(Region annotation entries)

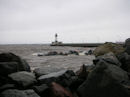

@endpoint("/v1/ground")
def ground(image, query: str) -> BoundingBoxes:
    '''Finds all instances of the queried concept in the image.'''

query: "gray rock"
[93,42,125,56]
[0,62,19,76]
[0,84,16,92]
[38,70,75,86]
[33,67,59,77]
[125,38,130,55]
[9,71,36,88]
[93,52,121,66]
[0,89,40,97]
[33,84,50,97]
[0,53,30,75]
[117,53,130,73]
[38,70,66,84]
[78,60,130,97]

# TASK DESCRIPTION
Reproduce every line of the records above, requests included, increasing each bounding box coordinate in the answers by 69. Omit the pictures from your response.

# RESULT OF THE EXERCISE
@endpoint("/v1/ground")
def ground(image, query: str) -> BoundingBoxes:
    '''Finds all instances of the queried concept in the image.'''

query: "gray rock"
[162,111,194,125]
[69,131,88,145]
[69,153,85,161]
[107,139,144,155]
[102,136,128,146]
[194,107,199,124]
[78,140,105,157]
[162,121,190,135]
[69,158,109,166]
[102,153,119,166]
[69,122,99,144]
[186,122,199,142]
[107,139,135,153]
[147,129,199,166]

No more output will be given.